> **WHAT IS ASKED**:
Only the lines from the one containing "If you could pin the red" through the end of the data below should be copied, each exactly as written and with both ends kept.

> **Pointing dataset excerpts**:
--- START ---
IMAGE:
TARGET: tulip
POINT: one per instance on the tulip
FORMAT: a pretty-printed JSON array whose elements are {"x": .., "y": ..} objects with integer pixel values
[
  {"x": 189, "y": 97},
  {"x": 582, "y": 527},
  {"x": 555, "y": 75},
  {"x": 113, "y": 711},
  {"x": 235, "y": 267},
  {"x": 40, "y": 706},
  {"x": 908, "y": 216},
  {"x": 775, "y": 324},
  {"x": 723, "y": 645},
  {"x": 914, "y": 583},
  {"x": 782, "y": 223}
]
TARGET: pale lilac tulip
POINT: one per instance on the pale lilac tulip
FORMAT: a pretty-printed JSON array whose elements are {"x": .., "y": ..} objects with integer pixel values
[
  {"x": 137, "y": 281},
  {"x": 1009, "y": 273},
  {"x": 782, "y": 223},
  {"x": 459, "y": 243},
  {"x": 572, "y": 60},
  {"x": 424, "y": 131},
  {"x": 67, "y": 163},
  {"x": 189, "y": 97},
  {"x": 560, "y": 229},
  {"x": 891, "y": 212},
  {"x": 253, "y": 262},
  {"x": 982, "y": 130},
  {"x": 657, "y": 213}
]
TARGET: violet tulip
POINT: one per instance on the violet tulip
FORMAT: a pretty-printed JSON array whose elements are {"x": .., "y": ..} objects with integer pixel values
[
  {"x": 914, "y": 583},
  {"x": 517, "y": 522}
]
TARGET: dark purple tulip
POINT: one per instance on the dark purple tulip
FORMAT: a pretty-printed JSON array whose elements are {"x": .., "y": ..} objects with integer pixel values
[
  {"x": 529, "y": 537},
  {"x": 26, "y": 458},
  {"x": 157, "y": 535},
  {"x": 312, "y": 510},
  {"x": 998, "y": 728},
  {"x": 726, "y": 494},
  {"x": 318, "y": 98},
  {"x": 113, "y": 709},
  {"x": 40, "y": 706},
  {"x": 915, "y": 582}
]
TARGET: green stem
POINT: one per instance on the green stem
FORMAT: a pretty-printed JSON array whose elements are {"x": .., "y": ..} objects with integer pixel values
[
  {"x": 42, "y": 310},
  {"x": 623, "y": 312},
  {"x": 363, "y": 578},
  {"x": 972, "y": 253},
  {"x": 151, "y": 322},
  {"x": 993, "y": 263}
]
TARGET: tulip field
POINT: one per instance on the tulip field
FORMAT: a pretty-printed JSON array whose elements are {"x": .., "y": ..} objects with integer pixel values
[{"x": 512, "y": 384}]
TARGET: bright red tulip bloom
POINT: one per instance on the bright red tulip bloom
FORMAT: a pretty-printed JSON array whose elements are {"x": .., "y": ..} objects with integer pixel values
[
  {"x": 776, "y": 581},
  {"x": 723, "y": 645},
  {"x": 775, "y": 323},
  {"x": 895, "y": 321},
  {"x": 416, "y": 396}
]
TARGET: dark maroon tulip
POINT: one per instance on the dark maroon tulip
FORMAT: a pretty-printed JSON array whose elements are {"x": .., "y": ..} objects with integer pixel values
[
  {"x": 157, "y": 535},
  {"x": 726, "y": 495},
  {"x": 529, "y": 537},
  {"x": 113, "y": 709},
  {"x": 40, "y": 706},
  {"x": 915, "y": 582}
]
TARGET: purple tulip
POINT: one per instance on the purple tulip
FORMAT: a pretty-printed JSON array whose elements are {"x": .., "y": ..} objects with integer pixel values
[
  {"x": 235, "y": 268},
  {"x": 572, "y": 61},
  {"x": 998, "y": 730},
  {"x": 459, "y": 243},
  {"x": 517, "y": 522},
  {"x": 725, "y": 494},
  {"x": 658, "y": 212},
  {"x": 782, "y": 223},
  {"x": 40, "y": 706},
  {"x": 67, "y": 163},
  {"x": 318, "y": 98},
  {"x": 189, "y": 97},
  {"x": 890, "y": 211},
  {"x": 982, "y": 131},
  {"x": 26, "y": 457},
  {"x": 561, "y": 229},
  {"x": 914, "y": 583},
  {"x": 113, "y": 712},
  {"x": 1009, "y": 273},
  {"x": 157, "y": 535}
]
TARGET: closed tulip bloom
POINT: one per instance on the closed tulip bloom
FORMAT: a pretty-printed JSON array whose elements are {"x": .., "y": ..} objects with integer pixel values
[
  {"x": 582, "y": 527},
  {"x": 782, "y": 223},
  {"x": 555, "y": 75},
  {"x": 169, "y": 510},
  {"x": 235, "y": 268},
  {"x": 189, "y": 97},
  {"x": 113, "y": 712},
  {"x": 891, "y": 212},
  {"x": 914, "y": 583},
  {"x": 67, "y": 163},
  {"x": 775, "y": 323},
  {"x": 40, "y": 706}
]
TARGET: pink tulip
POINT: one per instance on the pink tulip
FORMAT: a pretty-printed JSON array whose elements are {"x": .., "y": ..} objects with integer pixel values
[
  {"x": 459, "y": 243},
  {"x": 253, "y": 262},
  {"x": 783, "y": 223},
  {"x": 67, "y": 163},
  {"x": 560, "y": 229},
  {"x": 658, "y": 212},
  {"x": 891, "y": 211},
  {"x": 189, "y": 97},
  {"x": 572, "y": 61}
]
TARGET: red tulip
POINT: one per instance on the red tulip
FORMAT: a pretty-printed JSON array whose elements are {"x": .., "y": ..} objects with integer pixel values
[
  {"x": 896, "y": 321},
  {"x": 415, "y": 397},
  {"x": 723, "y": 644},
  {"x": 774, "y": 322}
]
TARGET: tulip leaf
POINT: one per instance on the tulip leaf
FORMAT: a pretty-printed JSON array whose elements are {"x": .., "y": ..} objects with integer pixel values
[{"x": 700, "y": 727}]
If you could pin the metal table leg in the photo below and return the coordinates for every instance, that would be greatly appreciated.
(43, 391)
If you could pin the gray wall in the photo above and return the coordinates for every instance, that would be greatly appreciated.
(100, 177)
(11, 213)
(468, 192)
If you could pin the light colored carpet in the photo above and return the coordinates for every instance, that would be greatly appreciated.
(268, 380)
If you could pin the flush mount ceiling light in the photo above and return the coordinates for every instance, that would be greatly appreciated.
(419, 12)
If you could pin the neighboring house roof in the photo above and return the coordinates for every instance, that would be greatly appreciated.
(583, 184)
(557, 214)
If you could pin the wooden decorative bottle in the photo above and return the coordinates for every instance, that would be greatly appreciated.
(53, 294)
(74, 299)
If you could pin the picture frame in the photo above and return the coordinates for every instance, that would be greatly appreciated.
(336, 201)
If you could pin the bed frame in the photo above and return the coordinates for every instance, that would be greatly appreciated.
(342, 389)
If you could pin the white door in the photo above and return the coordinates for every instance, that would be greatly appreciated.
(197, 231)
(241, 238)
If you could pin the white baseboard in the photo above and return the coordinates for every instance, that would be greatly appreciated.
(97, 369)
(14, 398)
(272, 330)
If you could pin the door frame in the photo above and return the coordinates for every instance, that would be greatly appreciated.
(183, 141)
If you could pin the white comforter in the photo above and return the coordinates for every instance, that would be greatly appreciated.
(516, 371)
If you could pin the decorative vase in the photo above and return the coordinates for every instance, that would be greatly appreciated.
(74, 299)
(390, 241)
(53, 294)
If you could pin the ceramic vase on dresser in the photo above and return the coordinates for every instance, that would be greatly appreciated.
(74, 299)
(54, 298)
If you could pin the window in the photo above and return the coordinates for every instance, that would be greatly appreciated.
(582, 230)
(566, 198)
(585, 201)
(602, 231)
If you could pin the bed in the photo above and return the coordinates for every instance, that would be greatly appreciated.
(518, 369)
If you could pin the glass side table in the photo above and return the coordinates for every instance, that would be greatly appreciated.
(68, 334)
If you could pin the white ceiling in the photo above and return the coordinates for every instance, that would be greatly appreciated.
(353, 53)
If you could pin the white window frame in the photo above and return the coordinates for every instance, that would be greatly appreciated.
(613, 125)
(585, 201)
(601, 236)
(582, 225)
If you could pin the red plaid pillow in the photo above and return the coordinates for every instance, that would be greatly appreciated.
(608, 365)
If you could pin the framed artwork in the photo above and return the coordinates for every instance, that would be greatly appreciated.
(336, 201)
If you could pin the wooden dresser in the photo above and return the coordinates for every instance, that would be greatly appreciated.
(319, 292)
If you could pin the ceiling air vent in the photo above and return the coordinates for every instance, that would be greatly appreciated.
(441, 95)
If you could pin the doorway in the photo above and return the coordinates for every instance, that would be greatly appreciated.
--- END ---
> **TASK ANSWER**:
If you could pin the red plaid pillow in the photo above and return the coordinates for every instance, that would be greatly appreciated.
(608, 365)
If you could pin the framed artwork in the photo above and return the coordinates for every instance, that would be greatly appreciated.
(336, 201)
If you could pin the wooden dresser in the photo above and return the coordinates for every instance, that would be greatly appreciated.
(319, 292)
If you could pin the ceiling air vent in the photo above and return the coordinates for every instance, that would be greatly appreciated.
(441, 95)
If you could pin the doorway in the photo above and return the coordinates for every instance, that would be greatly appreciated.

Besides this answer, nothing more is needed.